Task inputs
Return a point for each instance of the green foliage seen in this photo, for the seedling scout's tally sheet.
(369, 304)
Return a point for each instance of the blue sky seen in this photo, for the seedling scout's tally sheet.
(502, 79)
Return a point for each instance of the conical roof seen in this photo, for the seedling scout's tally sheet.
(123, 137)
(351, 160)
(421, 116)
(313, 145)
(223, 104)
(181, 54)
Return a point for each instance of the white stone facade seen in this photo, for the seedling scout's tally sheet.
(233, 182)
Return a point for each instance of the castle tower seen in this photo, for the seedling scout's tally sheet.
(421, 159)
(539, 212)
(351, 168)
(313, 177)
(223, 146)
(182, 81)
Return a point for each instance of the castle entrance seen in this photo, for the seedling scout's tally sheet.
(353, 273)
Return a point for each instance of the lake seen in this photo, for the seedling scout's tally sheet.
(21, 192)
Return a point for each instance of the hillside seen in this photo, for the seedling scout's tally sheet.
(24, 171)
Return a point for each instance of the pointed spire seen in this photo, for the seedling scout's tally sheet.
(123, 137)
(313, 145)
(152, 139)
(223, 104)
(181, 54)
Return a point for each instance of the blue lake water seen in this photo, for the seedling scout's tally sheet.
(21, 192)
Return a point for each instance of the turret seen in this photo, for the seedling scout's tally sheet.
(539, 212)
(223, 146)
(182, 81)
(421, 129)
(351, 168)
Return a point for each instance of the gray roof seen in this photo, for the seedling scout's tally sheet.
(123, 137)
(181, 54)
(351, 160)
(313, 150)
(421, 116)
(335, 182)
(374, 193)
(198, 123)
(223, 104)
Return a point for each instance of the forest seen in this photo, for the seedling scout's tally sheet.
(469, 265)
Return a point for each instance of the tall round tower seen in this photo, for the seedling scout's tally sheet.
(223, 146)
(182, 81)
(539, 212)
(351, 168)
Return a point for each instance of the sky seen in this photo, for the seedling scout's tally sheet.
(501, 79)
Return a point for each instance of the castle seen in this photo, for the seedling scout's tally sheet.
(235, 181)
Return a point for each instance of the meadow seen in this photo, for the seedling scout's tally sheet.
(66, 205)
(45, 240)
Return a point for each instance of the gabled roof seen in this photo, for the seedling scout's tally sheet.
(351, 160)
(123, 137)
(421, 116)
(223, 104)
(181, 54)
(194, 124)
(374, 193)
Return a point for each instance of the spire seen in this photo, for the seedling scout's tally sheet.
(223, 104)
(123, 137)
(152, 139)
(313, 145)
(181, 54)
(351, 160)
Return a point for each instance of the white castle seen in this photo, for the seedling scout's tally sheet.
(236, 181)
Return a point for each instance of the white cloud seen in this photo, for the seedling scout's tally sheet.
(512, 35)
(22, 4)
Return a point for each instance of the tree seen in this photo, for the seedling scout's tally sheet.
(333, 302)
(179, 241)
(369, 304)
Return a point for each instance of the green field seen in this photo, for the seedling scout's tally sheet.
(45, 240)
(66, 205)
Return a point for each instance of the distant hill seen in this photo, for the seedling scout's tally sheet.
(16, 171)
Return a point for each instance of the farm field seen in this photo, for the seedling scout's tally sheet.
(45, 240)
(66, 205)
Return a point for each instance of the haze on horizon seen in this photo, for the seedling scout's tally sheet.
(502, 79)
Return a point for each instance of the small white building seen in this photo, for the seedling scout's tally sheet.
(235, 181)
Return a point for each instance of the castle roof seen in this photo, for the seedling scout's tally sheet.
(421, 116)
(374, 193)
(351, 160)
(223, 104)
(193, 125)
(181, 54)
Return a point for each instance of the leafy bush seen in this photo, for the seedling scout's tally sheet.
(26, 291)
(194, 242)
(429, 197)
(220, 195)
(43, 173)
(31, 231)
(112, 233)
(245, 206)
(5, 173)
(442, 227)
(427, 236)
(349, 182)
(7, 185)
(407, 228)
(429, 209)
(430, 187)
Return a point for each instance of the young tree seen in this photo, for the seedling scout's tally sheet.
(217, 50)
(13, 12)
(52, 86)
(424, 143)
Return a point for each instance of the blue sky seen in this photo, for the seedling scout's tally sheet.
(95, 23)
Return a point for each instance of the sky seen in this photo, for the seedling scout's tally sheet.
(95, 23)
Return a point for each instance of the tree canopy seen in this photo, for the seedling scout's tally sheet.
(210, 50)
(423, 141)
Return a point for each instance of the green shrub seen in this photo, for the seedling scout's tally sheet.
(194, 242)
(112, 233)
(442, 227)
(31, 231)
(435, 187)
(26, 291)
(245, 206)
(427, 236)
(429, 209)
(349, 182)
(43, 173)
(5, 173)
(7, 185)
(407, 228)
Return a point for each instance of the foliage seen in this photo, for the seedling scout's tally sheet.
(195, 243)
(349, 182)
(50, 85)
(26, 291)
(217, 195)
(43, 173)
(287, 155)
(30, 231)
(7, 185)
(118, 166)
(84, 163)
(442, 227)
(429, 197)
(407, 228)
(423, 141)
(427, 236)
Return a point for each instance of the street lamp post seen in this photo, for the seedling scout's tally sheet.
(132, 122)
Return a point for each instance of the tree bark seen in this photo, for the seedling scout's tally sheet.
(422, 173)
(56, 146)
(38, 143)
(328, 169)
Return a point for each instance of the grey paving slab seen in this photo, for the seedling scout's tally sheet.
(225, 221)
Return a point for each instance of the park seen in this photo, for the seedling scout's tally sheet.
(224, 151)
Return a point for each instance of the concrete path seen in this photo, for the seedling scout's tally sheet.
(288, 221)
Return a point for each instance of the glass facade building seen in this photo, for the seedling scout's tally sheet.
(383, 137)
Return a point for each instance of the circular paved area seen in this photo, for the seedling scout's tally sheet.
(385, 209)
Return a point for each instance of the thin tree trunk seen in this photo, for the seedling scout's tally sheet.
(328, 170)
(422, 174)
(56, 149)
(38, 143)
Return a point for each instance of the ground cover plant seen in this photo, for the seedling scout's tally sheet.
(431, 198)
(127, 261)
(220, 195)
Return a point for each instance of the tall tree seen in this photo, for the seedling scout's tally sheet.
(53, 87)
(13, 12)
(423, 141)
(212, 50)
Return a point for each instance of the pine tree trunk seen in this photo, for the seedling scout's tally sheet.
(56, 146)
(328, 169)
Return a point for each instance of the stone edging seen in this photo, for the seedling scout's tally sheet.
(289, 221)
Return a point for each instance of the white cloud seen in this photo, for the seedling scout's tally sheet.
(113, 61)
--
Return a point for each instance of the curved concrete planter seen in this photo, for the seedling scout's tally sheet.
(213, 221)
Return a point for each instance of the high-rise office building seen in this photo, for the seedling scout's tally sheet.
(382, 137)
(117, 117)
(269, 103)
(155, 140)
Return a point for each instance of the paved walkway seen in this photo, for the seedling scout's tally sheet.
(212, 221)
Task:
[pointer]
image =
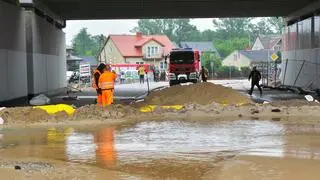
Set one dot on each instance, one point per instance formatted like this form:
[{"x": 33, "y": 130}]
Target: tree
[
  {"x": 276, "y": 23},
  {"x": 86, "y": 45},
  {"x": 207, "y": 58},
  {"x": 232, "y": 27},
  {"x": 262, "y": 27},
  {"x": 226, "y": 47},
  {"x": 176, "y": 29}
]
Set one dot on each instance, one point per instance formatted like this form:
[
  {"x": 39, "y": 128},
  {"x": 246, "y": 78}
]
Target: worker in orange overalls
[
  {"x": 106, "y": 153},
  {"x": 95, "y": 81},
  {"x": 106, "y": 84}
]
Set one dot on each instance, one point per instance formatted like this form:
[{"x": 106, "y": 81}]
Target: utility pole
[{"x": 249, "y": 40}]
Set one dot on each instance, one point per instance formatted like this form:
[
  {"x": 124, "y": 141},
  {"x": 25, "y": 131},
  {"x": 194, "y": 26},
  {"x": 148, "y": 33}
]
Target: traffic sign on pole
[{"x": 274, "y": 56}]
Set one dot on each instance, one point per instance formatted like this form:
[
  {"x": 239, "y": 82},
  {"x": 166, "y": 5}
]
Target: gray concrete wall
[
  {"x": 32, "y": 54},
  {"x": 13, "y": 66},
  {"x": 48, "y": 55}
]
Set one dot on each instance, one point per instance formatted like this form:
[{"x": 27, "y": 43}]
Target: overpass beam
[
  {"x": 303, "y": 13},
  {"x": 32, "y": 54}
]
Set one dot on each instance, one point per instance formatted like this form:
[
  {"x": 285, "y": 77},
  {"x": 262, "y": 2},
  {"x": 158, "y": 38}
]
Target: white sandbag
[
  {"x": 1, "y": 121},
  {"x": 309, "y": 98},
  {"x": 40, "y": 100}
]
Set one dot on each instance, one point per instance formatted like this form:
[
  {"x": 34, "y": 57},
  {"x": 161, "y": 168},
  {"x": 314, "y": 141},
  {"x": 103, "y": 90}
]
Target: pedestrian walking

Requirement
Which rows above contain the string "gray", matching case exactly? Copy each of those rows in full.

Worked solution
Return a point for each instance of the gray roof seen in this photo, for the seedling scout's tally sheet.
Target: gray concrete wall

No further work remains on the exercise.